▶ _Information provided_:
+ + + +

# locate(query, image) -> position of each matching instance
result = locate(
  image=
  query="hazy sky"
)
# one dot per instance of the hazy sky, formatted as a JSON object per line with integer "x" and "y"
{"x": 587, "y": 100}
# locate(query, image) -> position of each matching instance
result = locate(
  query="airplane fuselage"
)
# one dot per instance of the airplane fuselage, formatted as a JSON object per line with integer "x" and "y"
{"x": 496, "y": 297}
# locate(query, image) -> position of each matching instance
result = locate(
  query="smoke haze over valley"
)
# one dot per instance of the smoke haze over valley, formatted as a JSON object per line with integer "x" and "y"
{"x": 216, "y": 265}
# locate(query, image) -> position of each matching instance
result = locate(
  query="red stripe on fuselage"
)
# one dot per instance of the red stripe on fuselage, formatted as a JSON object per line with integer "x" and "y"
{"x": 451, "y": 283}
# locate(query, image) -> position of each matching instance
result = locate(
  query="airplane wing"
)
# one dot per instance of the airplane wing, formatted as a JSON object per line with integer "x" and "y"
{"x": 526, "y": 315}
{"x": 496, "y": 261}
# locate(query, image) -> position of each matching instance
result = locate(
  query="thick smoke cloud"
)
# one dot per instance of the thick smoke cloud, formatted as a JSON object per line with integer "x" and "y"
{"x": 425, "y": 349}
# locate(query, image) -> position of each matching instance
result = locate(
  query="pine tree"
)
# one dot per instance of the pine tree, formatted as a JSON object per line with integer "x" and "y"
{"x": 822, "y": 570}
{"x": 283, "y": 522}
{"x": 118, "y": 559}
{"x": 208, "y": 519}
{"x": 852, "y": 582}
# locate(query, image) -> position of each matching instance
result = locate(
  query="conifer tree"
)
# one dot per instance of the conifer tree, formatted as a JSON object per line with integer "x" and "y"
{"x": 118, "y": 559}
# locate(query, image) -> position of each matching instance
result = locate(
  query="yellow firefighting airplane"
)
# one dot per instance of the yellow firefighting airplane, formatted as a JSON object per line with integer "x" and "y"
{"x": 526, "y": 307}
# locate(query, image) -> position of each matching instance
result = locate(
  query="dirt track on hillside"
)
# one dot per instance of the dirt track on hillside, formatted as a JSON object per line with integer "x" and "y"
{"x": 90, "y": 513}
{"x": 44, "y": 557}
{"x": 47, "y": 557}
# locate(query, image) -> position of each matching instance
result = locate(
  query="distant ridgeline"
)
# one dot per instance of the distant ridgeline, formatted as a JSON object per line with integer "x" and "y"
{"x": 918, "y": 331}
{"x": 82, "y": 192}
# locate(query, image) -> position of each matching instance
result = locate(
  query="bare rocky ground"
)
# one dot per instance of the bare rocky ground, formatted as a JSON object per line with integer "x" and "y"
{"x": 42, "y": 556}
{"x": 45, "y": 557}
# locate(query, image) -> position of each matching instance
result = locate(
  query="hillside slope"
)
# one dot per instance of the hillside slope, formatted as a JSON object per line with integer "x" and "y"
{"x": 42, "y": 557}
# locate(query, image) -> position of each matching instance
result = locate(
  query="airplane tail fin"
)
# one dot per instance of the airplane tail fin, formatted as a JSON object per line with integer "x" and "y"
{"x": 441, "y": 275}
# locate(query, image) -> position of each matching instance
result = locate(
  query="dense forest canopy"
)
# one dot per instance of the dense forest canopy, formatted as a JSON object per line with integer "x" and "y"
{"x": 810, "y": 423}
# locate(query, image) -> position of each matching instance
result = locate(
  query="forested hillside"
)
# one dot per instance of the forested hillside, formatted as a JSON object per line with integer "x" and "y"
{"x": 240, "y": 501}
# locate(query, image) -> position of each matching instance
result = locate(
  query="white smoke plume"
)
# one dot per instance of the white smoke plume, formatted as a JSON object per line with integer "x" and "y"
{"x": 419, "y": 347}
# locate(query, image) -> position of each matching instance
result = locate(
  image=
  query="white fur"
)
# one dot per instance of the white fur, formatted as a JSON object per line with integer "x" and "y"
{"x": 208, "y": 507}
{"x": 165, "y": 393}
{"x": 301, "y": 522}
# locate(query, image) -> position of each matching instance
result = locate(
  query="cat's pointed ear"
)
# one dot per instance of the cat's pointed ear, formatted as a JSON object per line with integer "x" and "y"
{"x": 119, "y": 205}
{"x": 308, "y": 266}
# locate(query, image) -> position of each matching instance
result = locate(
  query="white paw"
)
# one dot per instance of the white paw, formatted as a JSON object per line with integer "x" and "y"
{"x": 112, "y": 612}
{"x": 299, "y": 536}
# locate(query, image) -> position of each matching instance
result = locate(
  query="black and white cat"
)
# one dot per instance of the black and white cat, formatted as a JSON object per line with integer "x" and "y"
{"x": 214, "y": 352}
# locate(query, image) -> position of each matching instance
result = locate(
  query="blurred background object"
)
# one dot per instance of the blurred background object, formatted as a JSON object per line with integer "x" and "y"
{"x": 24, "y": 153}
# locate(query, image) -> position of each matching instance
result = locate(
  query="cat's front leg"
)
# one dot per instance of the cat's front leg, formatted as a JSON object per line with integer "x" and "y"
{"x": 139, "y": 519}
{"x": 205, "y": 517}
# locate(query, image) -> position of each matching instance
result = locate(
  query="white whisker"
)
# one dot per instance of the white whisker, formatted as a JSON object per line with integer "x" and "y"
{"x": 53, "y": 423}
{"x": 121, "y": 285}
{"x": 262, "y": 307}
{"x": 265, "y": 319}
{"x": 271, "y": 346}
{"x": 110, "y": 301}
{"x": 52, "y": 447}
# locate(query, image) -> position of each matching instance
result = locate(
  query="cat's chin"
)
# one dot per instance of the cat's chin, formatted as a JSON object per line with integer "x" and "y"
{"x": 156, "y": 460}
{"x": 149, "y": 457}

+ + + +

▶ _Given exercise_: Repeat every line of the records above exactly.

▶ _Solution_:
# locate(query, image) -> position of each matching instance
result = locate(
  image=
  query="hazy sky"
)
# one dot per instance of the hazy sky, formatted as a JSON object per line with integer "x" and "y"
{"x": 587, "y": 100}
# locate(query, image) -> position of each matching instance
result = locate(
  query="airplane fuselage"
)
# one dot per instance of the airplane fuselage, formatted as a JSON object per line with integer "x" and "y"
{"x": 496, "y": 297}
# locate(query, image) -> position of each matching instance
result = locate(
  query="smoke haze over valley"
)
# one dot per instance of the smoke haze over valley, formatted as a JSON object per line with integer "x" and "y"
{"x": 216, "y": 265}
# locate(query, image) -> position of each matching instance
result = locate(
  query="red stripe on fuselage"
)
# one dot per instance of the red stripe on fuselage, formatted as a JSON object per line with integer "x" and "y"
{"x": 451, "y": 283}
# locate(query, image) -> position of each matching instance
result = locate(
  query="airplane wing"
)
# one dot per instance of the airplane wing, formatted as a JSON object per line with integer "x" and "y"
{"x": 526, "y": 315}
{"x": 496, "y": 261}
# locate(query, image) -> position of each matching instance
result = locate(
  query="thick smoke cloud"
)
# one dot per instance of the thick smoke cloud, formatted as a JSON object per line with integer "x" and "y"
{"x": 425, "y": 349}
# locate(query, image) -> position of each matching instance
result = locate(
  query="pine tree"
)
# one dot per instance of the pine tree, formatted as a JSON object per line with integer "x" and "y"
{"x": 822, "y": 570}
{"x": 283, "y": 522}
{"x": 118, "y": 559}
{"x": 208, "y": 519}
{"x": 852, "y": 582}
# locate(query, image) -> position of each matching instance
result = locate(
  query="conifer tree"
)
# one dot per instance of the conifer tree, formatted as a JSON object per line with integer "x" and "y"
{"x": 118, "y": 559}
# locate(query, image) -> position of each matching instance
result = locate(
  query="yellow firefighting airplane"
)
# one dot per instance of the yellow firefighting airplane, formatted as a JSON object per line with integer "x" and "y"
{"x": 526, "y": 307}
# locate(query, image) -> position of each matching instance
result = locate(
  query="dirt track on hillside"
)
# one dot per instance of the dirt track on hillside, formatted as a JSON object per line with integer "x" and "y"
{"x": 90, "y": 513}
{"x": 44, "y": 557}
{"x": 47, "y": 557}
# locate(query, image) -> position of each matching instance
result = locate(
  query="distant ridgeline"
)
# one dot per instance of the distant ridgeline, formatted as a JSON object per line with integer "x" and "y"
{"x": 918, "y": 331}
{"x": 82, "y": 192}
# locate(query, image) -> position of each matching instance
result = locate(
  query="bare rocky ground"
)
# one dot per instance of the bare rocky ground, formatted as a JSON object per line with integer "x" and "y"
{"x": 42, "y": 556}
{"x": 45, "y": 557}
# locate(query, image) -> position of each matching instance
result = locate(
  query="hillside slope"
)
# one dot per instance of the hillside slope, formatted as a JSON object per line with integer "x" and "y"
{"x": 42, "y": 557}
# locate(query, image) -> position of each matching instance
result = locate(
  query="airplane tail fin"
)
# one dot per instance of the airplane tail fin, formatted as a JSON object per line with integer "x" and "y"
{"x": 441, "y": 275}
# locate(query, image) -> position of each matching instance
result = locate(
  query="dense forest canopy"
)
# one dot per instance of the dense forest canopy, formatted as a JSON object per line with integer "x" and "y"
{"x": 810, "y": 423}
# locate(query, image) -> position of each matching instance
result = locate(
  query="forested hillside"
)
# one dot per instance of the forested hillside, formatted as a JSON object per line with integer "x" and "y"
{"x": 240, "y": 501}
# locate(query, image) -> position of each matching instance
result = locate(
  query="white smoke plume"
)
# one dot per instance of the white smoke plume, formatted as a JSON object per line with integer "x" and "y"
{"x": 419, "y": 347}
# locate(query, image) -> position of each matching instance
result = locate(
  image=
  query="white fur"
)
# one dot per instance of the white fur, formatted as a JSON object per line with integer "x" and "y"
{"x": 208, "y": 507}
{"x": 165, "y": 393}
{"x": 301, "y": 522}
# locate(query, image) -> position of each matching instance
result = locate(
  query="cat's pointed ear"
)
# one dot per instance of the cat's pointed ear, formatted as a JSON object per line with integer "x" and "y"
{"x": 119, "y": 205}
{"x": 308, "y": 266}
# locate(query, image) -> position of each matching instance
result = locate(
  query="white paw"
)
# one dot per instance of the white paw, formatted as a JSON object per line with integer "x" and "y"
{"x": 112, "y": 612}
{"x": 299, "y": 536}
# locate(query, image) -> position of each matching instance
result = locate(
  query="black and white cat"
)
# one dot per instance of the black and white cat, formatted as a JSON object per line with integer "x" and "y"
{"x": 214, "y": 352}
# locate(query, image) -> position of each matching instance
result = locate(
  query="blurred background object"
)
# one dot per instance of the blurred background object, formatted as a JSON object per line with integer "x" and "y"
{"x": 24, "y": 153}
# locate(query, image) -> position of each matching instance
result = locate(
  query="cat's front leg"
)
# one dot per instance of the cat's front leg, formatted as a JSON object per line with integer "x" and "y"
{"x": 139, "y": 519}
{"x": 205, "y": 517}
# locate(query, image) -> position of each matching instance
result = locate(
  query="white whisker"
)
# one dot per instance of the white whisker, formatted as a JSON object per line with integer "x" and "y"
{"x": 53, "y": 423}
{"x": 121, "y": 285}
{"x": 262, "y": 307}
{"x": 265, "y": 319}
{"x": 271, "y": 346}
{"x": 110, "y": 301}
{"x": 52, "y": 447}
# locate(query, image) -> position of each matching instance
result = locate(
  query="cat's chin"
)
# one dot per instance of the cat's chin, formatted as a JSON object per line with integer "x" and "y"
{"x": 156, "y": 460}
{"x": 149, "y": 457}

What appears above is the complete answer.